> **Directions**
Find where "Query: patterned necktie" appears in the records below, then return that line and every later line exactly, stopping only at the last line.

> **Recorded data**
--- START ---
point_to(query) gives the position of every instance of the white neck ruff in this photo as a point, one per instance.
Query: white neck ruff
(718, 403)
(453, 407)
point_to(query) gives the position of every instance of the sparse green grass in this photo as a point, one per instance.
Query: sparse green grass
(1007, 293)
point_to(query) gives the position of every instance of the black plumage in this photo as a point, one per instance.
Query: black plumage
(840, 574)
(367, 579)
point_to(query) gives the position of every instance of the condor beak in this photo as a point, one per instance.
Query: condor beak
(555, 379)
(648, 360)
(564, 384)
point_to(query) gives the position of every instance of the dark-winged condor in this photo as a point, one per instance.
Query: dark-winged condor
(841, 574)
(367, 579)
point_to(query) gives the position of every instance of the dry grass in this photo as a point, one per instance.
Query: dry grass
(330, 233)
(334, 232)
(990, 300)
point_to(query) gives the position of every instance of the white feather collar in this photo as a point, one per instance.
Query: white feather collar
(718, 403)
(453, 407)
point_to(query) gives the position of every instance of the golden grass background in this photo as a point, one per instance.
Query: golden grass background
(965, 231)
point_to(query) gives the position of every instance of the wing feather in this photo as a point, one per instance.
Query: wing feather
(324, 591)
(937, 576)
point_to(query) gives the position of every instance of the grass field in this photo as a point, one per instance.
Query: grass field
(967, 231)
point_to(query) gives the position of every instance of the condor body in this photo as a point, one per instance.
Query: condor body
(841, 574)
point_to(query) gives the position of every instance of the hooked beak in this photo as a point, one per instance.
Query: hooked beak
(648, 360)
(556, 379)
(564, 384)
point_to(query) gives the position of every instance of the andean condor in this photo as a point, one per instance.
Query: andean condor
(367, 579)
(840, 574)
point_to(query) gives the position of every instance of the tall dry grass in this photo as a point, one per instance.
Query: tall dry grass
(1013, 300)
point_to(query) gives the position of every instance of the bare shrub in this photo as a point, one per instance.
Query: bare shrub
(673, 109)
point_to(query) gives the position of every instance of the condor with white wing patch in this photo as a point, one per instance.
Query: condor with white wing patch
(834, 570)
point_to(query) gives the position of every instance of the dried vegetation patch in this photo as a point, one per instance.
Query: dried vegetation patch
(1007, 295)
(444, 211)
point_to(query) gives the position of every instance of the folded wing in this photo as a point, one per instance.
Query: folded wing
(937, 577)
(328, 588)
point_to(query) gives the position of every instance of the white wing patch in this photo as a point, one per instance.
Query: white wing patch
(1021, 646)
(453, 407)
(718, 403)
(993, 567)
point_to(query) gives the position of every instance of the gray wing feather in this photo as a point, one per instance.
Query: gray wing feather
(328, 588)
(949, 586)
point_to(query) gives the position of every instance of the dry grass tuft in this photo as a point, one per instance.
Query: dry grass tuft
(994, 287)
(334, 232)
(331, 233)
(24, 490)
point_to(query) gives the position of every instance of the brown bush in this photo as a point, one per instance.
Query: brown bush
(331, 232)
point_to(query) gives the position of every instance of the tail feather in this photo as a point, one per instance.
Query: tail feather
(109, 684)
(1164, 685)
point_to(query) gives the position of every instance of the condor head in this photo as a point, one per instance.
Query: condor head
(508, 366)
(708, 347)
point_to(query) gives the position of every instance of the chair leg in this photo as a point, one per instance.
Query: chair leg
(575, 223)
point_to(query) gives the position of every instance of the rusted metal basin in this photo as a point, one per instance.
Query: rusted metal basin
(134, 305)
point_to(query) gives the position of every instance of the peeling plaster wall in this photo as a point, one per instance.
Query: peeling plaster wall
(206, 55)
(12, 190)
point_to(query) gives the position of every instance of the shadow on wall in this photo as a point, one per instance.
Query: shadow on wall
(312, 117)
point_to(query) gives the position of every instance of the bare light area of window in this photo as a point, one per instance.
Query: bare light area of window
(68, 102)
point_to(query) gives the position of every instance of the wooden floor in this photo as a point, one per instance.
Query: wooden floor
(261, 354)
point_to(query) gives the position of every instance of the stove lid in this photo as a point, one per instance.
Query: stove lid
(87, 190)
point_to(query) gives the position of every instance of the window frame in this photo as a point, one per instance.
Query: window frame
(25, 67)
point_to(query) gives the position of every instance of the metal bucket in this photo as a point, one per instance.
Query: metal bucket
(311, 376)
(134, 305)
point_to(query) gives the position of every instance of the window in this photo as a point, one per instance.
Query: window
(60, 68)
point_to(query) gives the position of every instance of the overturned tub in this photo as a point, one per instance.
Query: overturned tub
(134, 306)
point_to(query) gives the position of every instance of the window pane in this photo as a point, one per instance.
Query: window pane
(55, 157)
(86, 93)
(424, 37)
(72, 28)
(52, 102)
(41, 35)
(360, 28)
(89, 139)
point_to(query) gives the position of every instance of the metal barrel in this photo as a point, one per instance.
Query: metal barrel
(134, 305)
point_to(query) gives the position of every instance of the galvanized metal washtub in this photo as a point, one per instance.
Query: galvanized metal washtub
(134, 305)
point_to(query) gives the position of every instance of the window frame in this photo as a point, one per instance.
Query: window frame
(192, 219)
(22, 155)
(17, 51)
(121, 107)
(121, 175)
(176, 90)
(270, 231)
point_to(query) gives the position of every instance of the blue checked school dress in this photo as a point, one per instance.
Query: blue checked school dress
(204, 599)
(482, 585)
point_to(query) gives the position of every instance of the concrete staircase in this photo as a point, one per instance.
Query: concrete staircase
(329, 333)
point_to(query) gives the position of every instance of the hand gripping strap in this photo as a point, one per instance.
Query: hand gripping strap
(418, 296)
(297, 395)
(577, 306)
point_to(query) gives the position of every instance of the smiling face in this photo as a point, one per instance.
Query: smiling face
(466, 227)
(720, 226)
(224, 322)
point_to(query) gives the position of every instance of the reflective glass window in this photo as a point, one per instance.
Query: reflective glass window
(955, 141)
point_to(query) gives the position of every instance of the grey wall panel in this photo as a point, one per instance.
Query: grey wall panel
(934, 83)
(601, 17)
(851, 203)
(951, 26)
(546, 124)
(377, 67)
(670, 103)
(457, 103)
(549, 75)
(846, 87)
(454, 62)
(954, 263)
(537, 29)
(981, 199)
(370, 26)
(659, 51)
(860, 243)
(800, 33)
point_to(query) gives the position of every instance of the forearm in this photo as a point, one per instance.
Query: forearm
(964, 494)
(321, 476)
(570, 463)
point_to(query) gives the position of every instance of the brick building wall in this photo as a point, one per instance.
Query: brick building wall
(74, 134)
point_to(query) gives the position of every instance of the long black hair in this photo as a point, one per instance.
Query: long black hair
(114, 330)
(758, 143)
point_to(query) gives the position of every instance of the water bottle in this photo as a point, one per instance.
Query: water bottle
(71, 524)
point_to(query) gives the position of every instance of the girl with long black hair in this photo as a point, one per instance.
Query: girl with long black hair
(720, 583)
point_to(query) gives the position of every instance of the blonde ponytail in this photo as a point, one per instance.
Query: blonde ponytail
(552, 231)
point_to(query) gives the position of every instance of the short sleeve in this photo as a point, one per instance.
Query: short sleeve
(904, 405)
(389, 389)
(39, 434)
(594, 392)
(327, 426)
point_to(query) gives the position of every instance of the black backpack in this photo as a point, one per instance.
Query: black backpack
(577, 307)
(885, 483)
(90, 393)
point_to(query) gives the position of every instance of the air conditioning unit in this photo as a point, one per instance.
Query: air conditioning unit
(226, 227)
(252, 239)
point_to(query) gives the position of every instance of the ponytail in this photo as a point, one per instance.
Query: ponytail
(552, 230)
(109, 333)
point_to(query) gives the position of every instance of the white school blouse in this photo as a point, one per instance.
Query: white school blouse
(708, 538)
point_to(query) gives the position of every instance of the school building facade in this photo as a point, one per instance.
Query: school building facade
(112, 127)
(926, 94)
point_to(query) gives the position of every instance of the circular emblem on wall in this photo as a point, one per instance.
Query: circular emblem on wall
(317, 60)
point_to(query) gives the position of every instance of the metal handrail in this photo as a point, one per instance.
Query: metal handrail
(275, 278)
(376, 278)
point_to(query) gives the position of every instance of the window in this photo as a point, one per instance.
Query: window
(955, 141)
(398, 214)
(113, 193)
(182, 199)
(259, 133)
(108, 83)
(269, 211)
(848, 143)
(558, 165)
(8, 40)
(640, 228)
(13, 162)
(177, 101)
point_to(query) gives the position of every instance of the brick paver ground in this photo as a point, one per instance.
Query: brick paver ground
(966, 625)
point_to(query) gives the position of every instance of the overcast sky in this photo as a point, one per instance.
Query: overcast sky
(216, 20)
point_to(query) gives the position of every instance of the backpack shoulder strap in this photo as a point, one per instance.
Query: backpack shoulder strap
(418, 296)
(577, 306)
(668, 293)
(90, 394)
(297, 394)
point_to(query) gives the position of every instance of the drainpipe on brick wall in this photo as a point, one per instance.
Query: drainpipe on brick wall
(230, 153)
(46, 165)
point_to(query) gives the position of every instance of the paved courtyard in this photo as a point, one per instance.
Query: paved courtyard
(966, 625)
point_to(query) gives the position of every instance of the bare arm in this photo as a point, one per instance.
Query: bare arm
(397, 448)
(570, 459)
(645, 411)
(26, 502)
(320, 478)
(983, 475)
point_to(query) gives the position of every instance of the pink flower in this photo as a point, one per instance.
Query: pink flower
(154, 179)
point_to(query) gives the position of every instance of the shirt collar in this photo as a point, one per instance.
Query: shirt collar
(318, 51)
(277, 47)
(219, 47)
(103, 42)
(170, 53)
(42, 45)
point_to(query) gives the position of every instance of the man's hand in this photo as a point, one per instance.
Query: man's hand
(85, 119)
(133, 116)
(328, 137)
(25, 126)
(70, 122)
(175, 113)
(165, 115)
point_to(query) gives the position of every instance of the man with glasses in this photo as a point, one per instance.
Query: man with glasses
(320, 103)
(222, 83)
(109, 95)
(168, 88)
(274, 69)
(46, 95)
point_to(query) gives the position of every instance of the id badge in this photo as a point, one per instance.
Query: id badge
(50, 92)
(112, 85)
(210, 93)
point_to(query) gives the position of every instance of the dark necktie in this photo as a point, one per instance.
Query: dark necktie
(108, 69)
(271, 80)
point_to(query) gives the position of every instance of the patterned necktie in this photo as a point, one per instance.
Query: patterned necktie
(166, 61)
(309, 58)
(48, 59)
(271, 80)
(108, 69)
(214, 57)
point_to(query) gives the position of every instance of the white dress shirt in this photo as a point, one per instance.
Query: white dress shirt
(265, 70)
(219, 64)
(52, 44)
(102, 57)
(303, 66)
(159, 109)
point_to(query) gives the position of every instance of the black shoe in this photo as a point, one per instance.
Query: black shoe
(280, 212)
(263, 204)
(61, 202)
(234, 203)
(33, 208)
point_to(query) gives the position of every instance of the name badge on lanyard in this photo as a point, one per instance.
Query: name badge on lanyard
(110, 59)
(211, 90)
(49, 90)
--- END ---
> **Exercise answer**
Query: patterned necktie
(166, 61)
(309, 58)
(48, 59)
(271, 80)
(108, 69)
(214, 57)
point_to(query) gives the position of every instance of the white dress shirt in this photo as a point, one per instance.
Query: white dress shirt
(265, 70)
(219, 64)
(52, 44)
(102, 57)
(303, 66)
(159, 109)
point_to(query) gives the position of every instance of the black shoe in this photo as a point, one per instance.
Query: black shoe
(280, 212)
(263, 204)
(61, 202)
(234, 203)
(33, 208)
point_to(query) gives the position of every instance of the name badge on lanyard in this photo as a point, one per instance.
Query: name badge on lanyard
(110, 59)
(211, 90)
(49, 90)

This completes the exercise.